* _PROBLEM REQUIREMENTS_: Reproduce the lines from the one containing "of the knuckle" through the one containing "42 28 L 39 36", with "knuckle" changed to "joint" and everything else left as it is.

* _MATERIAL SUPPLIED_:
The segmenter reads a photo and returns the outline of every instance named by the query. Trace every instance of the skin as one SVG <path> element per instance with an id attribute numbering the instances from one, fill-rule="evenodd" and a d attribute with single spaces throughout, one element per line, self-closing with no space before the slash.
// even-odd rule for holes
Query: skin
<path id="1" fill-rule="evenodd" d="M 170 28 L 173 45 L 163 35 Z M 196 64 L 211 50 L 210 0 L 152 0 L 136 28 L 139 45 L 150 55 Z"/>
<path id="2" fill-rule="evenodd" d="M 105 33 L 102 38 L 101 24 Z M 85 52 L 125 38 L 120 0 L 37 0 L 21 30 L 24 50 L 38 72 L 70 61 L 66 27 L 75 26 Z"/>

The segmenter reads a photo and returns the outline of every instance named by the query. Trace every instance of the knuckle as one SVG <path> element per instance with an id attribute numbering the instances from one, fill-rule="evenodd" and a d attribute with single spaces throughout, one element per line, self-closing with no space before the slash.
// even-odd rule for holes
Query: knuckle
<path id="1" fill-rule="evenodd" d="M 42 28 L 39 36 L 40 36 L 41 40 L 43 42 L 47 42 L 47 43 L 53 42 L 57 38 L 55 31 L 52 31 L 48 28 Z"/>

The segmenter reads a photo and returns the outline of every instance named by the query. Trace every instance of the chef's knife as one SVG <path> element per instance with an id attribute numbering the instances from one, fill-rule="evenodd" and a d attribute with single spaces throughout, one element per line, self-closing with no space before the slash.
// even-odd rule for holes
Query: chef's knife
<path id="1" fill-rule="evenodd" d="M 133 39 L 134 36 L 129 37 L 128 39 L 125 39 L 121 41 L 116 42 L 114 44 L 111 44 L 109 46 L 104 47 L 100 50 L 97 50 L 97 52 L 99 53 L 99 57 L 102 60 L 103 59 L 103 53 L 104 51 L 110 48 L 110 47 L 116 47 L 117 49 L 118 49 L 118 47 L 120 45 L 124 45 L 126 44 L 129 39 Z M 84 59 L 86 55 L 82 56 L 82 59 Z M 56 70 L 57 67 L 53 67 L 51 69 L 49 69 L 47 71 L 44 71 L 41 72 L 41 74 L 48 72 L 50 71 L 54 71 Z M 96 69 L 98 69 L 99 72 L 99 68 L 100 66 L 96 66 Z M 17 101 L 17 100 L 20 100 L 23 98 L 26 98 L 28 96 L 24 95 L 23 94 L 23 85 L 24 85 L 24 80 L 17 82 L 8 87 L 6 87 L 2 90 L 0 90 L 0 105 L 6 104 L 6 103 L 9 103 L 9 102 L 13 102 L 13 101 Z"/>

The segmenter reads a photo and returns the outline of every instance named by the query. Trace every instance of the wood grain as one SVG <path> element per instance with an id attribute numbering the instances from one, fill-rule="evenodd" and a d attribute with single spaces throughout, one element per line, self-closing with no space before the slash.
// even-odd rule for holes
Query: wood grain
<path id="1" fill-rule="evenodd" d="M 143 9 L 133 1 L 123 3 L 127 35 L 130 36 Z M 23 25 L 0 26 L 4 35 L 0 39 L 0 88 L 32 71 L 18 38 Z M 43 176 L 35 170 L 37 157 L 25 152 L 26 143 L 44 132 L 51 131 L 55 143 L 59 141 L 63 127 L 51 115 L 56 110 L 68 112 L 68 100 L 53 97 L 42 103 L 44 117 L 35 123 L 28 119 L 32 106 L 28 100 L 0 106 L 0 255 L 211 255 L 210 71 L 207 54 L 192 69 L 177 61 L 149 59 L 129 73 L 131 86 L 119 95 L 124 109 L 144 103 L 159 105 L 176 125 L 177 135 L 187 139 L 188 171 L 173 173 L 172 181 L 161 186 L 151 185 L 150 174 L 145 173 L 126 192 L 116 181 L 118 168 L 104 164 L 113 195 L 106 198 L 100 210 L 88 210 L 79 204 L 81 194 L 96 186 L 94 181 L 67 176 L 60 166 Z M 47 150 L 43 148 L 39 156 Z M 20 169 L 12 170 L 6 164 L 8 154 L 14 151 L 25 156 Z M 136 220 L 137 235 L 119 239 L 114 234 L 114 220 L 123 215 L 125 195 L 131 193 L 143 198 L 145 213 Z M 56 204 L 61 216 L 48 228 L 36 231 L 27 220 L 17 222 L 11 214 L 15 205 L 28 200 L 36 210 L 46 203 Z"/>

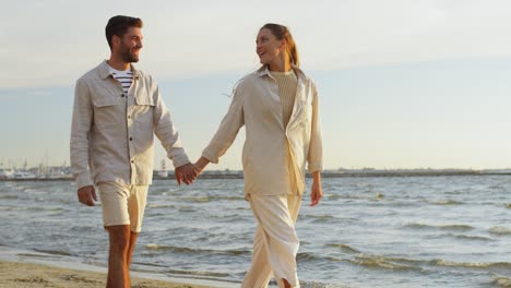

* _ANSWER TO THIS PROBLEM_:
The segmenter reads a photo and returns the outline of every instance named by the query. Trace every instance of the joint as one SVG <path> element per instance with an id attribute numbering the instances from one, fill-rule="evenodd" and a d attribute with single spaces throughout, one element per line, self-closing with no space before the slash.
// even-odd rule for holes
Query: joint
<path id="1" fill-rule="evenodd" d="M 42 28 L 39 36 L 40 36 L 41 40 L 43 42 L 47 42 L 47 43 L 53 42 L 57 38 L 55 31 L 52 31 L 48 28 Z"/>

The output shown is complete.